▶ **What to produce**
Which lines in the material below contain the string "bird"? Report each one in full, and treat uppercase and lowercase as different.

** START OF Recorded information **

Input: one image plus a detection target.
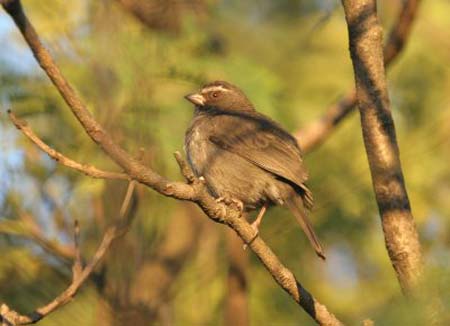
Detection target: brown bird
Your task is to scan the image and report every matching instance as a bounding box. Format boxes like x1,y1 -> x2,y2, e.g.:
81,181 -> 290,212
185,81 -> 325,259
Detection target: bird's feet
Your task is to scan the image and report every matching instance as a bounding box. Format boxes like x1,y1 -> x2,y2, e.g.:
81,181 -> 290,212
242,220 -> 261,250
216,196 -> 244,212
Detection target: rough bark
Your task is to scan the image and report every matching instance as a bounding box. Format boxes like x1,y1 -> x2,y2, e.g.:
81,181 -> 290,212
0,0 -> 342,325
295,0 -> 421,152
225,230 -> 249,326
342,0 -> 422,293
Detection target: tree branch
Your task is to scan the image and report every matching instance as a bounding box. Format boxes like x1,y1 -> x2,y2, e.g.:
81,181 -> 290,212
295,0 -> 421,152
342,0 -> 422,293
8,110 -> 130,180
0,181 -> 136,325
3,0 -> 342,325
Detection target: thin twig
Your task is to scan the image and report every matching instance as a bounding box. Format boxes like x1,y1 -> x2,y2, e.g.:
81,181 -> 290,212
295,0 -> 421,152
0,181 -> 136,325
8,110 -> 130,180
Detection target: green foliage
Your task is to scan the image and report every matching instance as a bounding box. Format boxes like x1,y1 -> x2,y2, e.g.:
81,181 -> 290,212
0,0 -> 450,325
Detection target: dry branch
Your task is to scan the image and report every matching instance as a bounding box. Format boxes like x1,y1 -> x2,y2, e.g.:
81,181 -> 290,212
8,110 -> 130,180
295,0 -> 421,152
0,181 -> 136,325
342,0 -> 422,293
3,0 -> 342,325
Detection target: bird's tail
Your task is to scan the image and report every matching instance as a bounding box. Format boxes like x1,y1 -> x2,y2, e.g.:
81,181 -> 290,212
286,195 -> 326,260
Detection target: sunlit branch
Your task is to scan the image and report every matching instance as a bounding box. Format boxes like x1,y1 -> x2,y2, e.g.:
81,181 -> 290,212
342,0 -> 423,293
8,111 -> 130,180
295,0 -> 421,152
0,181 -> 136,325
3,0 -> 342,325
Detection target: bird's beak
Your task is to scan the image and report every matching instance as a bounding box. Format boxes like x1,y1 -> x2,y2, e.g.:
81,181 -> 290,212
184,93 -> 205,106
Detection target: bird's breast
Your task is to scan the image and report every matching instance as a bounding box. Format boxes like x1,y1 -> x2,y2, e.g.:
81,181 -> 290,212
185,119 -> 212,176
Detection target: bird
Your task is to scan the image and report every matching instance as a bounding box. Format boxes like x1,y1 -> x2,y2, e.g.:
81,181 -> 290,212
184,80 -> 325,260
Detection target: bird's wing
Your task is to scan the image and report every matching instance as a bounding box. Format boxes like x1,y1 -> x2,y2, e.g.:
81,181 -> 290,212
209,116 -> 308,188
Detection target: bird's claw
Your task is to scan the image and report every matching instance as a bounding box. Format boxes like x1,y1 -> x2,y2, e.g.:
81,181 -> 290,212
242,222 -> 259,250
216,196 -> 244,212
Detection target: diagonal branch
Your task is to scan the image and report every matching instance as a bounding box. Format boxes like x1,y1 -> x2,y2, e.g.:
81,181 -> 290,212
0,181 -> 136,325
3,0 -> 342,325
342,0 -> 422,293
295,0 -> 421,152
8,110 -> 130,180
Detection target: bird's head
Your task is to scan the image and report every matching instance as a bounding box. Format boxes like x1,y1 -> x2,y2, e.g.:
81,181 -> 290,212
185,81 -> 254,112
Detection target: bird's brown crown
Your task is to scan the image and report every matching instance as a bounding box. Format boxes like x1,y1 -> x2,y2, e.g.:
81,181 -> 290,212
186,80 -> 254,111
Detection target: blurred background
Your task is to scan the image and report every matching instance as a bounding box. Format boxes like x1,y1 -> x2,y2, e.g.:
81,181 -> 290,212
0,0 -> 450,325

** END OF Recorded information **

▶ **The result**
Detection target: brown bird
Detection target: bird's feet
Detection target: bird's tail
Detection target: bird's beak
Detection target: bird's breast
Detection target: bird
Detection target: bird's wing
Detection target: bird's claw
Detection target: bird's head
Detection target: bird's brown crown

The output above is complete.